Dans le cadre du programme « Sociétés plurielles » de l’université Sorbonne-Paris-Cité, une réflexion est initiée sur les diverses modalités aptes à articuler empirique et théorique dans l’appréhension du fonctionnement social. Le cycle de rencontres consacrés à ce sujet est ouvert par une journée d’études autour du système de pensée du sociologue Shmuel Noah Eisenstadt dans sa capacité à saisir la pluralité constitutive des sociétés.

Annonce

Argumentaire

Dans le cadre du Programme « Sociétés Plurielles » de l’Université Sorbonne-Paris-Cité, nous initions une réflexion sur les diverses modalités aptes à articuler empirique et théorique dans l’appréhension du fonctionnement social. Le cycle de rencontres consacrés à ce sujet est ouvert par une journée d’études autour du système de pensée du sociologue Shmuel Noah Eisenstadt dans sa capacité à saisir la pluralité constitutive des sociétés.

* **Consigne**: Poursuivez le texte sur la journée d'études consacrée à Eisenstadt, en reprenant juste après sa dernière phrase. Les enregistrements n'interviennent en rien ici.

* **Données enregistrées**:
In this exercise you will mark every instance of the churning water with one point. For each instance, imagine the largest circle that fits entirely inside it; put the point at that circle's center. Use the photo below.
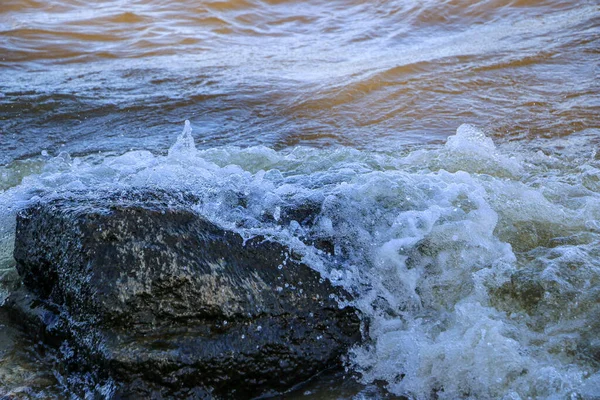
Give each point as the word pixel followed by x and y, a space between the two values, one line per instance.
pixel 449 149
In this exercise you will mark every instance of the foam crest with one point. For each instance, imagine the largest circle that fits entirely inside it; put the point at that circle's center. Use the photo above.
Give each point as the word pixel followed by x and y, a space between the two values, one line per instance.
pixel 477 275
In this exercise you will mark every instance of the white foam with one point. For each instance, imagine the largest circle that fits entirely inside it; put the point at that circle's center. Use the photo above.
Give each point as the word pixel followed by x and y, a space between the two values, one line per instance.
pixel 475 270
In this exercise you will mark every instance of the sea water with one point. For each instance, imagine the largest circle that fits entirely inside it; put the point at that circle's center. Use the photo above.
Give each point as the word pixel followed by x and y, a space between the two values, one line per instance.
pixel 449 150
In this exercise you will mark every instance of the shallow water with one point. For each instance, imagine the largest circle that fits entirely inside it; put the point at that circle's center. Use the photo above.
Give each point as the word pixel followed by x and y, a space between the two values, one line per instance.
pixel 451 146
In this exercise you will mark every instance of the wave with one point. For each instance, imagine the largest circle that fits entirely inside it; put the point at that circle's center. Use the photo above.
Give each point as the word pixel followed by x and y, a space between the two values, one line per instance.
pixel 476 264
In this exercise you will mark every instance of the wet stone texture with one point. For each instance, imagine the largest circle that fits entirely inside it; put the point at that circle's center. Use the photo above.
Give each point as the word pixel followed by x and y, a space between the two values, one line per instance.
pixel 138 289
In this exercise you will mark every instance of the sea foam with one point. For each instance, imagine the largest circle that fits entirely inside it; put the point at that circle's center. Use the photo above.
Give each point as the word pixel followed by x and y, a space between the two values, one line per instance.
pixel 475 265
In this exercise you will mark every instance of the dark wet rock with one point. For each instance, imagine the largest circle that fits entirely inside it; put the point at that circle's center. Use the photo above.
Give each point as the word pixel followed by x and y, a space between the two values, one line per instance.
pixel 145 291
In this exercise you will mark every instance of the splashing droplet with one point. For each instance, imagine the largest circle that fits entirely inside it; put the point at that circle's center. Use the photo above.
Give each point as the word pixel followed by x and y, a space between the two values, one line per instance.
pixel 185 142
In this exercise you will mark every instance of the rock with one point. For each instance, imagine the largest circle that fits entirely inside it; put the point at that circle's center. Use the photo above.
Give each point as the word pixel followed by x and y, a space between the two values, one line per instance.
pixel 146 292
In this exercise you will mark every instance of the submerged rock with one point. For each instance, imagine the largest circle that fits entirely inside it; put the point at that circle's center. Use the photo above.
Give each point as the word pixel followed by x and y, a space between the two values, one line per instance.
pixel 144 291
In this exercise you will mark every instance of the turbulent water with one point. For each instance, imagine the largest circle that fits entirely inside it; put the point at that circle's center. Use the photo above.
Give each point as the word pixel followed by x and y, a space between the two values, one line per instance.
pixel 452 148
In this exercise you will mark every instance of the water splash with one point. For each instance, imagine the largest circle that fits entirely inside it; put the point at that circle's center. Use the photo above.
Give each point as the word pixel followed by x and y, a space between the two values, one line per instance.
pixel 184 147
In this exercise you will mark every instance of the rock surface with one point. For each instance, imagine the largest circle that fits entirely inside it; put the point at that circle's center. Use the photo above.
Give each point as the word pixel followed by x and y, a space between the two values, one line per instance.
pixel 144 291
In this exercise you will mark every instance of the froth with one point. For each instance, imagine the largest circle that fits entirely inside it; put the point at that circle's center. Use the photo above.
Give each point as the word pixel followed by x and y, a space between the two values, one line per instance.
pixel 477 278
--
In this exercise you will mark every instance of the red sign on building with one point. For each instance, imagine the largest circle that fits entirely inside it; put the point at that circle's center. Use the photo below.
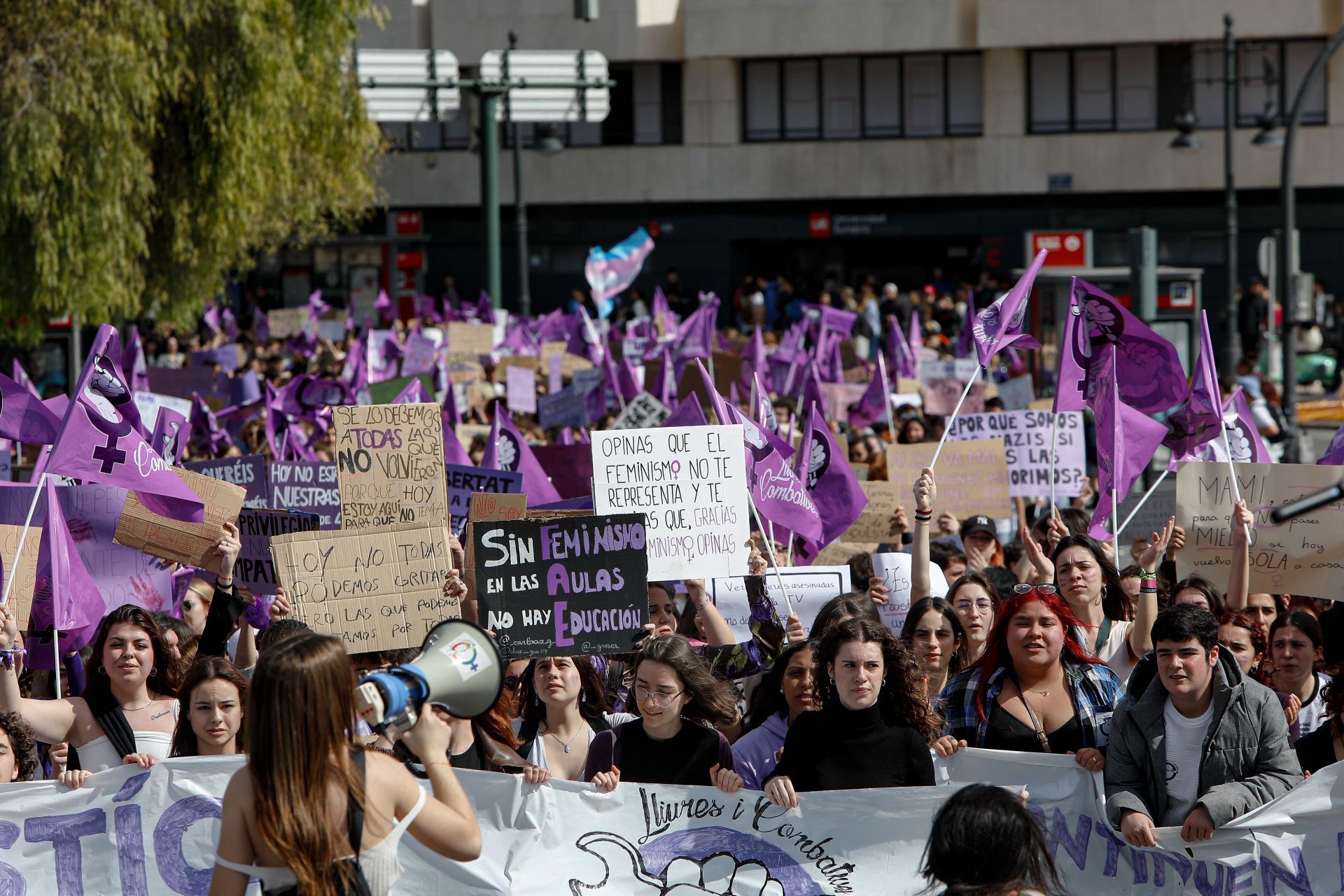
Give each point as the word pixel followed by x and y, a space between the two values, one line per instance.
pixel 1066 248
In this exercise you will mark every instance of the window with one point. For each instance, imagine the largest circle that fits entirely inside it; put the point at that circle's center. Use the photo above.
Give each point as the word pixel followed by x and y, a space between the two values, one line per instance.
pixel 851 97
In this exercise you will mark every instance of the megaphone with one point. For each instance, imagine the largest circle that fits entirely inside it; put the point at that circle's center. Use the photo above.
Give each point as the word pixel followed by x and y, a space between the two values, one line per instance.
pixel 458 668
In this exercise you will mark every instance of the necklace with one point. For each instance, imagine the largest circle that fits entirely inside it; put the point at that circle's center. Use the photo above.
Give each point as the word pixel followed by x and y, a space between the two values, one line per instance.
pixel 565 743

* **Résultat obtenu**:
La question centrale pour Eisenstadt fut, en bonne tradition wébérienne, comment comprendre le changement social et plus particulièrement la créativité humaine – et ses limitations – qui rend possible les transformations internes aux sociétés. Pour y répondre, il identifie un lien dialectique entre vision du monde – ou cosmologie – et ordre social, ouvrant ainsi un très vaste champ de réflexion embrassant longue, voire très longue, durée, et l’espace constitué comme global à différentes époques historiques. Le type d’analyse qu’il propose veut expliciter les relations existant entre la division sociale du travail, le fonctionnement du pouvoir et des institutions, la construction de la confiance collective et la constitution du sens au sein d’une solidarité plus ou moins élargie. Eisenstadt est ainsi emmené à réactiver un schéma explicatif formulé par Karl Jaspers dans le proche après-guerre, à savoir celui d’« âge axial », (Achsenzeit), schéma qu’il élargit à la notion de « civilisation axiale ».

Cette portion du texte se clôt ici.